**Source document**
J. Edgar Hoover’s team had it right. Lorraine Hansberry was a commie.
They apparently never did find out the late writer was also a lesbian, which clearly would have compounded the crime. But really, they just got one part wrong: Hansberry wasn’t trying to subvert America. She was trying to make it better.
Lorraine Hansberry: Sighted Eyes / Feeling Heart, a two-hour documentary in the PBS American Masters series, makes a compelling case that she did just that when it debuts Friday at 9 p.m. ET (check local listings).
Hansberry, who died in 1965 at the age of 34, remains best known for writing A Raisin in the Sun, the first play by a black female in Broadway history. Debuting in March 1959, it dramatized how racial oppression corrodes the lives and souls of the everyday people who are among its millions of victims.
Tracy Heather Strain’s Sighted Eyes traces the tortuous path by which Hansberry’s then-husband Robert Nemiroff and rookie producer Philip Gold forced the ultra-reluctant Schuberts to finally give Raisin a chance on Broadway.
The battle to get the play produced parallels, and pales next to, the real-life racism that drove Hansberry to write it.
She had seen her father, who played by all the rules and built a successful life, rejected in his efforts to open white Chicago neighborhoods to all families, give black soldiers equal status in the military and extend voting rights. In the end, he moved to Mexico.

**Task objective**
Pick up the article on the Lorraine Hansberry documentary after its last sentence and continue it.

**Information given**
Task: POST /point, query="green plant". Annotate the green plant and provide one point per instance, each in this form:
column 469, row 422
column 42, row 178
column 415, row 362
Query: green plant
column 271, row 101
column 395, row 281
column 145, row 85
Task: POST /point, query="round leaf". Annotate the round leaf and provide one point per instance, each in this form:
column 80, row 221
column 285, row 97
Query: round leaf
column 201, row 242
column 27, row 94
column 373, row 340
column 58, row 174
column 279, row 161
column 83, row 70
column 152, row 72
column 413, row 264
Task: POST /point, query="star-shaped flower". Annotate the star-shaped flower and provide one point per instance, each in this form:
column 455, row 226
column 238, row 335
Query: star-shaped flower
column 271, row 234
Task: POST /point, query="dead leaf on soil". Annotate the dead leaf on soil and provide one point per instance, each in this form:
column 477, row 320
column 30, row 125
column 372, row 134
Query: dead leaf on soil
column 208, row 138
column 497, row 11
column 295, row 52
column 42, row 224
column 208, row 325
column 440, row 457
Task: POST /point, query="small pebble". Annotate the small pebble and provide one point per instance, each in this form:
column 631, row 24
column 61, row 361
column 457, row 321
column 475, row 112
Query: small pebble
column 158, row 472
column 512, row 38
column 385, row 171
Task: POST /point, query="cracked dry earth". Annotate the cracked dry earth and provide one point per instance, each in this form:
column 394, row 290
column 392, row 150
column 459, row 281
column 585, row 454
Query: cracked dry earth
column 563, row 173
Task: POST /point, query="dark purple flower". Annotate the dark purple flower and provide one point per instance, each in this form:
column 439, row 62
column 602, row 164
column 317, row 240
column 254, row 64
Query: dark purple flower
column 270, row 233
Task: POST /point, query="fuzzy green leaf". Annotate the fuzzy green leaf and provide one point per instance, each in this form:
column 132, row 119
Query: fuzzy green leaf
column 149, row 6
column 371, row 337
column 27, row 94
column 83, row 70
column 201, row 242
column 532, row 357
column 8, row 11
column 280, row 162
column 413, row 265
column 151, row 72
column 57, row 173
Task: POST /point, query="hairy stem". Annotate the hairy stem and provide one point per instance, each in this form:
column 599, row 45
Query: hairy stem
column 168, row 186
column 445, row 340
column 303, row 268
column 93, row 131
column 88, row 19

**Response below**
Lorraine moved to New York, where she went to work at Paul Robeson’s radical newspaper Freedom and plunged into civil rights activism. A good friend of James Baldwin, she was an early skeptic that nonviolence alone would change white America’s ingrained attitudes on race.
Hansberry was also active in lesbian rights causes, though with a low profile that reflected the isolation of the LGBT community in those years. The documentary itself, interestingly, addresses Hansberry’s lesbian writings and references in one fairly brief section of its own, while largely staying away from it elsewhere.
Sighted Eyes also seems to suggest that while Hansberry’s writings and speeches had passages of anger and militance, she was calm and modulated. One wonders if that was always true, given her passion and frustration over inequality.
In any case, she maintained a high public profile throughout the famous part of her life. She joined panels, spoke to writing and youth groups, did frequent interviews and hosted regular events and fundraisers for activist causes.
One fundraiser, she hosted for the Student Nonviolent Coordinating Committee raised $5,000, which SNCC used to buy a Ford station wagon for volunteers in Mississippi during the 1964 voter registration campaign known as Freedom Summer.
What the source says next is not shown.